Selection ▸
Low-fat lemon cream pie filling:

Soften 1 tsp unflavored gelatin in juice of ½ lemon (about 3 Tbs) for 5 minutes. Don’t use the stuff in a green bottle—use water or your favorite liqueur if you don’t have fresh lemons. Warm for 20 sec in microwave until liquid and clear.

Beat together until smooth:

• 1 8 oz pkg neufchatel cheese (or non- or low-fat cream cheese) at room temperature

• ½ C non-fat sour cream

• 1 14 oz can non-fat sweetened condensed milk (not evaporated skim milk)

• ½ tsp almond extract

Beat in lemon juice/gelatin

Pour into a pre-baked pie or tart shell and top with sliced berries or other fruit*. Chill at least 2 hours.

Variations:

• Omit the lemon juice and put in ½ C key lime juice instead—key lime pie.

• Omit the lemon juice, add 1 tsp pure vanilla extract, use 1/3 C water + 1 Tbs instant coffee or espresso to dissolve the gelatin, and add 4 oz melted semi-sweet chocolate chips and top with walnut halves — chocolate mocha pie.

Apple Upside Down Cake

• 3 Granny Smith apples, peeled, cored, quartered, and sliced ⅛ in thick

• 3 T sugar mixed with 1 tsp cinnamon

• ¾ C sugar

• ½ C Egg Beaters

• 1 tsp vanilla extract

• 1 C all purpose flour

• ¼ t salt

• ½ t baking powder

• 1 t baking soda

• ½ C coarsely chopped toasted walnuts (optional)

• 3 T unsweetened applesauce

Preheat oven to 375°F. Spray an 8” oven-proof skillet (I use cast-iron) with Pam and dust with about 1/3 of the cinnamon sugar mixture.

Toss sliced apples with salt and 2 tsp cinnamon sugar. Spread a layer of apples in tbe bottom of the prepared skillet.

Records for processing ▸
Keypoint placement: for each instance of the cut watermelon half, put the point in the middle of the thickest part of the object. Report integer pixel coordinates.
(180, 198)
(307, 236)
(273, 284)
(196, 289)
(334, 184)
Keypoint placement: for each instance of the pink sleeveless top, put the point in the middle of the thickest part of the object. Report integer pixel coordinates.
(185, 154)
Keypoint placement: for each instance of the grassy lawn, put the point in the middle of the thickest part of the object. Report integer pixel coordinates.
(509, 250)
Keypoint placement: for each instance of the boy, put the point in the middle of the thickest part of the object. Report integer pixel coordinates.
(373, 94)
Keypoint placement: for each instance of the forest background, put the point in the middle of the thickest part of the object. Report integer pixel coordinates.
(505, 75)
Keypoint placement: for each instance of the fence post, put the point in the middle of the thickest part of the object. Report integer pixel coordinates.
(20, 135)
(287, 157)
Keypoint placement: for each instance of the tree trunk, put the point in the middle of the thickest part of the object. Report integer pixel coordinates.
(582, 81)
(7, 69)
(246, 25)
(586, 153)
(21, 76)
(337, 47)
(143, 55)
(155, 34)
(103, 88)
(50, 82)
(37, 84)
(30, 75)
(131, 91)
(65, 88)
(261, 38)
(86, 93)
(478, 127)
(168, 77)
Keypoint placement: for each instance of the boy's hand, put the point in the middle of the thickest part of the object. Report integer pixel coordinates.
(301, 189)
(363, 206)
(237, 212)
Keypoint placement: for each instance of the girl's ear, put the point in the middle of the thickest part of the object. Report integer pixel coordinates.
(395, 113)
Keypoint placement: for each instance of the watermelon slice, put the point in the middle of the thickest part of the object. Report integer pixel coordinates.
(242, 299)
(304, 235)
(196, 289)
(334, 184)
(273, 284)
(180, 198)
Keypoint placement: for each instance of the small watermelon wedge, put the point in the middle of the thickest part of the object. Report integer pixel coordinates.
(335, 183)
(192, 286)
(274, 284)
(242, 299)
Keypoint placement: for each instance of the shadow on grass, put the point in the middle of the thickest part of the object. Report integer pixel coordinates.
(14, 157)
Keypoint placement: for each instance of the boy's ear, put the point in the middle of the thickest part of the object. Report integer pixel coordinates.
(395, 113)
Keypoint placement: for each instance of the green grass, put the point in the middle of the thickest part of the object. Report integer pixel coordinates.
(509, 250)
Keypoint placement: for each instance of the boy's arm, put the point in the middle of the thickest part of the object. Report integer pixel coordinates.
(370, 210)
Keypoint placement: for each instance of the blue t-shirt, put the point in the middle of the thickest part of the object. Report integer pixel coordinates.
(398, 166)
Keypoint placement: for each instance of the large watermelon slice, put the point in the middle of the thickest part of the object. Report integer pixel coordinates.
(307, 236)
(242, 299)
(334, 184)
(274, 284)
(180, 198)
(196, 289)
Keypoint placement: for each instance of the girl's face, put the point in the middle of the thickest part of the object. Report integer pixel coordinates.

Task list ▸
1. Copy out the whole recipe text word for word.
2. Render the rows from the line containing "Keypoint placement: for each instance of the blue" through the last line of the rows as a JSON list of strings, one string per line and no entries for blank lines.

Answers for this exercise ▸
1.
Low-fat lemon cream pie filling:

Soften 1 tsp unflavored gelatin in juice of ½ lemon (about 3 Tbs) for 5 minutes. Don’t use the stuff in a green bottle—use water or your favorite liqueur if you don’t have fresh lemons. Warm for 20 sec in microwave until liquid and clear.

Beat together until smooth:

• 1 8 oz pkg neufchatel cheese (or non- or low-fat cream cheese) at room temperature

• ½ C non-fat sour cream

• 1 14 oz can non-fat sweetened condensed milk (not evaporated skim milk)

• ½ tsp almond extract

Beat in lemon juice/gelatin

Pour into a pre-baked pie or tart shell and top with sliced berries or other fruit*. Chill at least 2 hours.

Variations:

• Omit the lemon juice and put in ½ C key lime juice instead—key lime pie.

• Omit the lemon juice, add 1 tsp pure vanilla extract, use 1/3 C water + 1 Tbs instant coffee or espresso to dissolve the gelatin, and add 4 oz melted semi-sweet chocolate chips and top with walnut halves — chocolate mocha pie.

Apple Upside Down Cake

• 3 Granny Smith apples, peeled, cored, quartered, and sliced ⅛ in thick

• 3 T sugar mixed with 1 tsp cinnamon

• ¾ C sugar

• ½ C Egg Beaters

• 1 tsp vanilla extract

• 1 C all purpose flour

• ¼ t salt

• ½ t baking powder

• 1 t baking soda

• ½ C coarsely chopped toasted walnuts (optional)

• 3 T unsweetened applesauce

Preheat oven to 375°F. Spray an 8” oven-proof skillet (I use cast-iron) with Pam and dust with about 1/3 of the cinnamon sugar mixture.

Toss sliced apples with salt and 2 tsp cinnamon sugar. Spread a layer of apples in tbe bottom of the prepared skillet.

2.
[
  "Keypoint placement: for each instance of the blue t-shirt, put the point in the middle of the thickest part of the object. Report integer pixel coordinates.",
  "(398, 166)",
  "Keypoint placement: for each instance of the large watermelon slice, put the point in the middle of the thickest part of the object. Report integer pixel coordinates.",
  "(307, 236)",
  "(242, 299)",
  "(334, 184)",
  "(274, 284)",
  "(180, 198)",
  "(196, 289)",
  "Keypoint placement: for each instance of the girl's face, put the point in the middle of the thickest part of the object. Report integer pixel coordinates."
]